Gather every line in the records below that contains the string "roof", matching case exactly, and reproduce each such line in full.

===

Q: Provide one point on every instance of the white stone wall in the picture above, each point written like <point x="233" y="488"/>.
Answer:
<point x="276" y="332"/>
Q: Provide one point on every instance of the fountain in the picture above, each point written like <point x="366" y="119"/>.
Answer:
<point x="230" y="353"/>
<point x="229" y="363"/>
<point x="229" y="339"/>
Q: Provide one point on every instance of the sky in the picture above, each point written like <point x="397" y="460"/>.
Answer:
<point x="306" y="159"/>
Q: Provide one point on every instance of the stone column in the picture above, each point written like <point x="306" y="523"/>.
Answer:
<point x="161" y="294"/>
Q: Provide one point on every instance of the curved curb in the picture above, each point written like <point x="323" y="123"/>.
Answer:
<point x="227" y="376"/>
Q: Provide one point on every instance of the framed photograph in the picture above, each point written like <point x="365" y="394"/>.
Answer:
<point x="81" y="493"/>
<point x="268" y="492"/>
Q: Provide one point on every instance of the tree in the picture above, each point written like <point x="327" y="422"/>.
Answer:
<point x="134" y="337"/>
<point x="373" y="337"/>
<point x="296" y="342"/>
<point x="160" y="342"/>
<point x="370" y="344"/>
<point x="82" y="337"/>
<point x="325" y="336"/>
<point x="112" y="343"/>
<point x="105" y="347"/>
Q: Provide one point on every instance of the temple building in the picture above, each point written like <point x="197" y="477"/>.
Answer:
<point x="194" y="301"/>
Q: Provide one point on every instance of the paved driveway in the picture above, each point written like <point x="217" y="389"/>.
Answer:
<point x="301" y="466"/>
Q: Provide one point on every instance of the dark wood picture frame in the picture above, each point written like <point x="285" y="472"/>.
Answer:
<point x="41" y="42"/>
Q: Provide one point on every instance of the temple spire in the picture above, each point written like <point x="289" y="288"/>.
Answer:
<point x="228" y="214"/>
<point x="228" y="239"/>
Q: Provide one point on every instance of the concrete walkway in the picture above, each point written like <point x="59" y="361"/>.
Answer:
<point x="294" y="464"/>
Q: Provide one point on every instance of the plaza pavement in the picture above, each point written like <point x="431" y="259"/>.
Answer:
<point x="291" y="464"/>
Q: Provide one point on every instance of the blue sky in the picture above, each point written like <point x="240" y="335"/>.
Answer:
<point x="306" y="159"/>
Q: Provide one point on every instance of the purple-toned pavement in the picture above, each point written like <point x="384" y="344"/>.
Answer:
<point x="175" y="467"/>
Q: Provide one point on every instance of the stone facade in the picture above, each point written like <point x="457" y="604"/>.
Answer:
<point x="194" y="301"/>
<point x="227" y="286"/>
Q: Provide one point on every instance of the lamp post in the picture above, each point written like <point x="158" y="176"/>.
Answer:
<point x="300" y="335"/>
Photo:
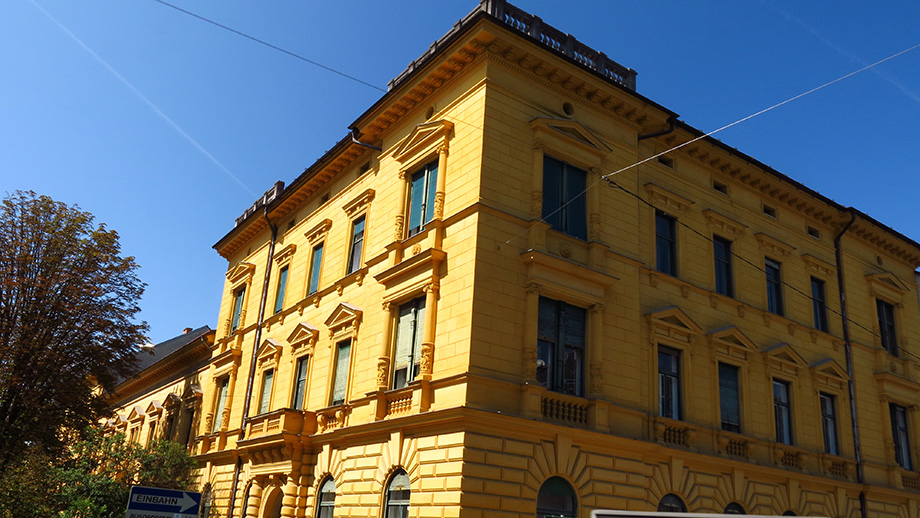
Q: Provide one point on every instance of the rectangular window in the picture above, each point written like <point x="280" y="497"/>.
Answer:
<point x="722" y="252"/>
<point x="729" y="398"/>
<point x="265" y="395"/>
<point x="357" y="244"/>
<point x="886" y="326"/>
<point x="340" y="376"/>
<point x="421" y="197"/>
<point x="782" y="412"/>
<point x="279" y="292"/>
<point x="316" y="263"/>
<point x="300" y="383"/>
<point x="901" y="436"/>
<point x="829" y="423"/>
<point x="774" y="287"/>
<point x="819" y="304"/>
<point x="665" y="244"/>
<point x="238" y="297"/>
<point x="669" y="382"/>
<point x="561" y="347"/>
<point x="565" y="205"/>
<point x="408" y="342"/>
<point x="223" y="388"/>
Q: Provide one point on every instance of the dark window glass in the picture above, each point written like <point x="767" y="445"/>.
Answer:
<point x="829" y="423"/>
<point x="668" y="382"/>
<point x="238" y="297"/>
<point x="886" y="326"/>
<point x="556" y="499"/>
<point x="300" y="383"/>
<point x="408" y="351"/>
<point x="782" y="412"/>
<point x="722" y="252"/>
<point x="316" y="265"/>
<point x="561" y="347"/>
<point x="671" y="503"/>
<point x="340" y="379"/>
<point x="665" y="244"/>
<point x="819" y="304"/>
<point x="325" y="505"/>
<point x="901" y="436"/>
<point x="565" y="205"/>
<point x="421" y="197"/>
<point x="357" y="244"/>
<point x="774" y="287"/>
<point x="729" y="400"/>
<point x="398" y="493"/>
<point x="279" y="293"/>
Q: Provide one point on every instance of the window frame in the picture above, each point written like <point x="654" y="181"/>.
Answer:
<point x="552" y="348"/>
<point x="723" y="277"/>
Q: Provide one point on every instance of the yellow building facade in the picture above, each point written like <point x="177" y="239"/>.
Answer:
<point x="499" y="297"/>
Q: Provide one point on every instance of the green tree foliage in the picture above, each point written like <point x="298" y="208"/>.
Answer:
<point x="94" y="478"/>
<point x="67" y="305"/>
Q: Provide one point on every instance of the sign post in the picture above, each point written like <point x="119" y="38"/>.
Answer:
<point x="152" y="502"/>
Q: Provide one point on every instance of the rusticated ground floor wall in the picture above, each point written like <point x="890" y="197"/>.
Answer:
<point x="475" y="464"/>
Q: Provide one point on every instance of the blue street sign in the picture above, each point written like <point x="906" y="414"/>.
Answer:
<point x="152" y="502"/>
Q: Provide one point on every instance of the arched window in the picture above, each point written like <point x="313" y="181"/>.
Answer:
<point x="398" y="496"/>
<point x="734" y="508"/>
<point x="325" y="500"/>
<point x="556" y="499"/>
<point x="671" y="503"/>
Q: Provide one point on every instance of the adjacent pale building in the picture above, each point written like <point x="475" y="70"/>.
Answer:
<point x="500" y="297"/>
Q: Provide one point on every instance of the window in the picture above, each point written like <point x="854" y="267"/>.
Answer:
<point x="300" y="383"/>
<point x="901" y="436"/>
<point x="325" y="505"/>
<point x="671" y="503"/>
<point x="665" y="244"/>
<point x="556" y="499"/>
<point x="668" y="382"/>
<point x="819" y="304"/>
<point x="722" y="252"/>
<point x="265" y="395"/>
<point x="238" y="297"/>
<point x="886" y="326"/>
<point x="774" y="287"/>
<point x="357" y="244"/>
<point x="729" y="400"/>
<point x="340" y="377"/>
<point x="408" y="342"/>
<point x="561" y="347"/>
<point x="316" y="264"/>
<point x="782" y="412"/>
<point x="829" y="423"/>
<point x="421" y="197"/>
<point x="398" y="491"/>
<point x="279" y="292"/>
<point x="565" y="205"/>
<point x="223" y="388"/>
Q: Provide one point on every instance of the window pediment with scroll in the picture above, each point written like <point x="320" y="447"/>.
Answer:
<point x="671" y="322"/>
<point x="566" y="134"/>
<point x="268" y="353"/>
<point x="424" y="141"/>
<point x="345" y="317"/>
<point x="732" y="342"/>
<point x="303" y="336"/>
<point x="782" y="358"/>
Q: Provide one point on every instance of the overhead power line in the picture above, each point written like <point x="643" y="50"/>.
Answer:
<point x="271" y="46"/>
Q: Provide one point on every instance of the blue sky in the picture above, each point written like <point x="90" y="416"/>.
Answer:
<point x="167" y="128"/>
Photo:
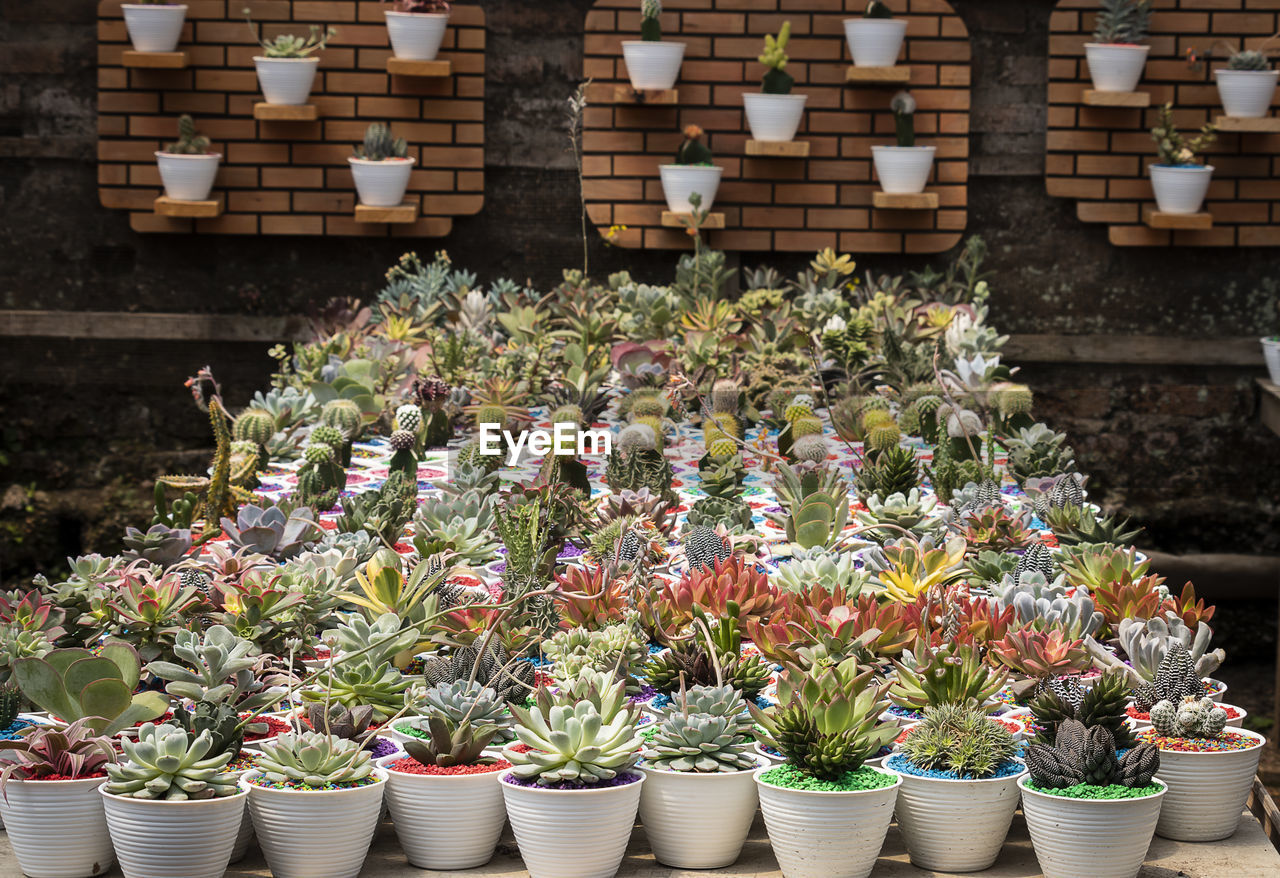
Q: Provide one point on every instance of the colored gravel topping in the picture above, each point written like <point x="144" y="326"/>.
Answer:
<point x="792" y="778"/>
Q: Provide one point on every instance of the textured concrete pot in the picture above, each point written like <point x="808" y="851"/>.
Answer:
<point x="58" y="828"/>
<point x="1100" y="838"/>
<point x="827" y="835"/>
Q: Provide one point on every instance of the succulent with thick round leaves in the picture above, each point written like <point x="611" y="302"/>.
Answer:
<point x="164" y="763"/>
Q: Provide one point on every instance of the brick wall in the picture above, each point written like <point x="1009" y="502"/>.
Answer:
<point x="1100" y="155"/>
<point x="292" y="177"/>
<point x="772" y="202"/>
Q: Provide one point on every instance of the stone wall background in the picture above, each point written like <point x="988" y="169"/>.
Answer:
<point x="1178" y="447"/>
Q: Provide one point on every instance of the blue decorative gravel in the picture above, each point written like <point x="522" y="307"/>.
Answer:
<point x="903" y="766"/>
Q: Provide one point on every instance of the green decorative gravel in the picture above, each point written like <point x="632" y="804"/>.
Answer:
<point x="792" y="778"/>
<point x="1091" y="791"/>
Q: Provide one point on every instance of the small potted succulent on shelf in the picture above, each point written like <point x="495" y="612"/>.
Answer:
<point x="1208" y="768"/>
<point x="1247" y="83"/>
<point x="287" y="65"/>
<point x="959" y="789"/>
<point x="1179" y="178"/>
<point x="48" y="772"/>
<point x="699" y="795"/>
<point x="652" y="62"/>
<point x="380" y="168"/>
<point x="154" y="24"/>
<point x="187" y="167"/>
<point x="172" y="806"/>
<point x="1116" y="55"/>
<point x="773" y="113"/>
<point x="571" y="778"/>
<point x="1088" y="812"/>
<point x="826" y="812"/>
<point x="904" y="169"/>
<point x="876" y="39"/>
<point x="691" y="172"/>
<point x="416" y="28"/>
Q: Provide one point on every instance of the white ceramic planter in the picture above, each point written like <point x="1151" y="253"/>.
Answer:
<point x="286" y="81"/>
<point x="874" y="41"/>
<point x="446" y="822"/>
<point x="316" y="833"/>
<point x="827" y="835"/>
<point x="698" y="821"/>
<point x="416" y="36"/>
<point x="1247" y="94"/>
<point x="1101" y="838"/>
<point x="598" y="821"/>
<point x="1180" y="190"/>
<point x="154" y="28"/>
<point x="653" y="64"/>
<point x="58" y="828"/>
<point x="679" y="182"/>
<point x="1206" y="791"/>
<point x="955" y="826"/>
<point x="187" y="177"/>
<point x="773" y="118"/>
<point x="158" y="838"/>
<point x="1114" y="67"/>
<point x="380" y="183"/>
<point x="904" y="169"/>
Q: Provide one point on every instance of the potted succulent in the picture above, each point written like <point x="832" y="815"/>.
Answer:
<point x="1179" y="178"/>
<point x="187" y="168"/>
<point x="380" y="168"/>
<point x="904" y="169"/>
<point x="1208" y="768"/>
<point x="691" y="172"/>
<point x="154" y="24"/>
<point x="826" y="812"/>
<point x="1116" y="55"/>
<point x="876" y="39"/>
<point x="172" y="808"/>
<point x="773" y="113"/>
<point x="1247" y="83"/>
<point x="49" y="800"/>
<point x="315" y="800"/>
<point x="1088" y="812"/>
<point x="652" y="62"/>
<point x="416" y="28"/>
<point x="699" y="795"/>
<point x="287" y="65"/>
<point x="571" y="778"/>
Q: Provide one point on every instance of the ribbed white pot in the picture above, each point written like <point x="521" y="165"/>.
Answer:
<point x="158" y="838"/>
<point x="1206" y="791"/>
<point x="773" y="118"/>
<point x="1114" y="67"/>
<point x="1247" y="94"/>
<point x="416" y="36"/>
<point x="572" y="833"/>
<point x="446" y="822"/>
<point x="1101" y="838"/>
<point x="380" y="183"/>
<point x="955" y="826"/>
<point x="653" y="64"/>
<point x="698" y="821"/>
<point x="679" y="182"/>
<point x="827" y="835"/>
<point x="187" y="177"/>
<point x="154" y="28"/>
<point x="874" y="41"/>
<point x="904" y="169"/>
<point x="58" y="828"/>
<point x="286" y="81"/>
<point x="1180" y="190"/>
<point x="315" y="833"/>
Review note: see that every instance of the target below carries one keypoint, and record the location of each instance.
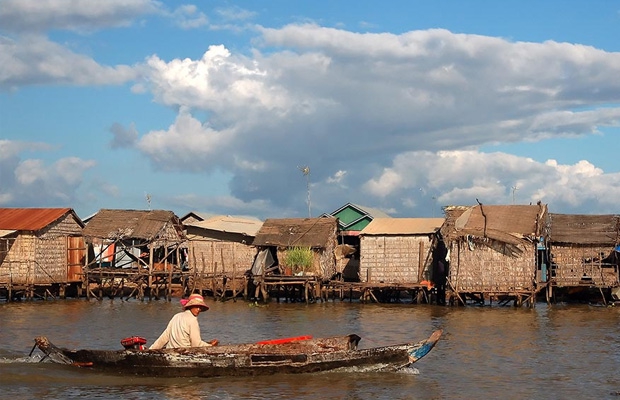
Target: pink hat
(193, 301)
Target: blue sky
(214, 106)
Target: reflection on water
(547, 352)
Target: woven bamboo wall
(391, 259)
(574, 262)
(167, 236)
(328, 257)
(318, 257)
(40, 259)
(19, 261)
(486, 270)
(229, 256)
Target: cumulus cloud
(23, 16)
(33, 182)
(189, 17)
(123, 137)
(34, 60)
(390, 113)
(461, 177)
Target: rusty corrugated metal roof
(230, 224)
(304, 232)
(32, 219)
(402, 226)
(584, 229)
(135, 224)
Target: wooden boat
(270, 357)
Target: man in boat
(183, 329)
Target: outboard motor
(134, 342)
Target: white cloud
(189, 17)
(33, 182)
(365, 103)
(190, 145)
(34, 60)
(461, 177)
(123, 137)
(79, 15)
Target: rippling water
(550, 352)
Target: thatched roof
(289, 232)
(505, 223)
(33, 219)
(402, 226)
(229, 224)
(585, 229)
(132, 224)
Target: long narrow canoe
(299, 356)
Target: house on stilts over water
(493, 252)
(220, 252)
(584, 255)
(135, 249)
(41, 252)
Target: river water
(549, 352)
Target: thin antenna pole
(306, 171)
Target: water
(550, 352)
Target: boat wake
(377, 368)
(35, 358)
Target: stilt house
(222, 244)
(149, 239)
(40, 246)
(317, 234)
(493, 249)
(584, 250)
(397, 250)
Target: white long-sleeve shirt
(182, 331)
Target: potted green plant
(299, 259)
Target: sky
(284, 109)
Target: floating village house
(584, 251)
(352, 219)
(220, 251)
(41, 250)
(318, 234)
(493, 251)
(194, 216)
(136, 241)
(397, 250)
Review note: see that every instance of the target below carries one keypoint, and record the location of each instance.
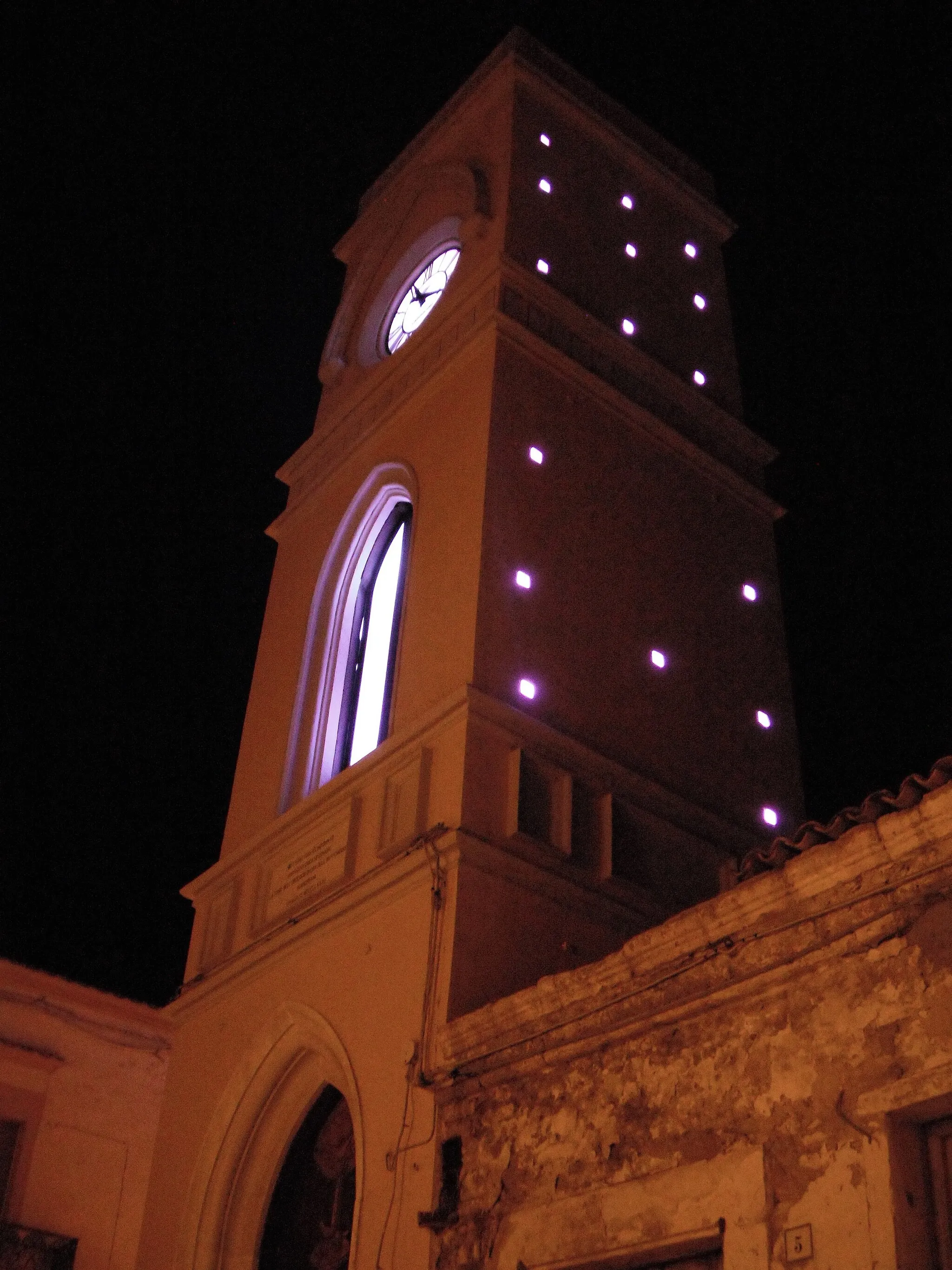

===

ANSWER TO THE PROBLEM =>
Target: rusty corrugated metal roof
Target: thatched roof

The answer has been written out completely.